- _Short problem_: Show each line in the records below that contains the word "foliage". Case matters.

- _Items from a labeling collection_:
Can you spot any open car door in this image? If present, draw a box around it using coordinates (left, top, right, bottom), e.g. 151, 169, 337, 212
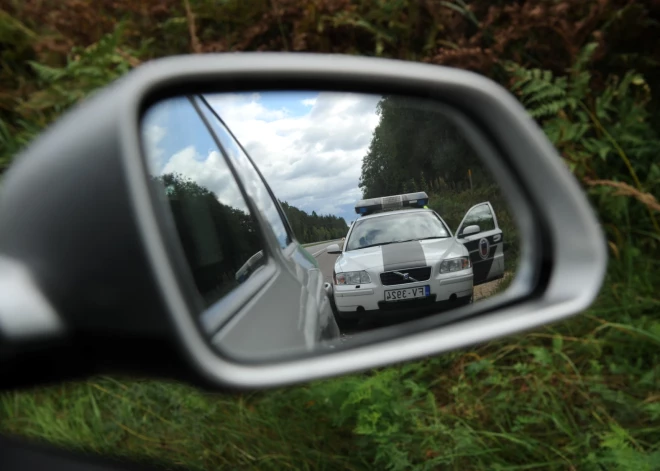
456, 202, 504, 286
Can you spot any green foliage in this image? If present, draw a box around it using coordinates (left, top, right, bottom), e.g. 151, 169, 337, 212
508, 44, 660, 257
0, 0, 660, 471
280, 201, 348, 244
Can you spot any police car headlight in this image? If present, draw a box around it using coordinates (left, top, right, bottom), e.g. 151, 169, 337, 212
336, 271, 371, 285
440, 257, 470, 273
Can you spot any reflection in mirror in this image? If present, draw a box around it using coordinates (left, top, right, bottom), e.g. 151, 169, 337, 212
142, 91, 521, 361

- _Answer to this exercise_:
Can you spot any green foliage in this image? If present, draw a box around it using coordinates (left, top, right, bottom), e.g. 151, 169, 337, 212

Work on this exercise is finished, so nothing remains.